INFORMATION SHOWN:
- - - -

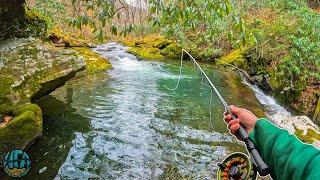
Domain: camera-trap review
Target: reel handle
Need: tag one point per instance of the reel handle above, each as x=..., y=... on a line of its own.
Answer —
x=261, y=166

- - - -

Write the data above again, swapping every "reel handle" for "winch handle" and leaving everything else as it is. Leave the pictures out.

Domain: camera-trap review
Target: winch handle
Need: tag one point per instance of the winch handle above, each as x=..., y=... on a line of its own.
Answer —
x=261, y=166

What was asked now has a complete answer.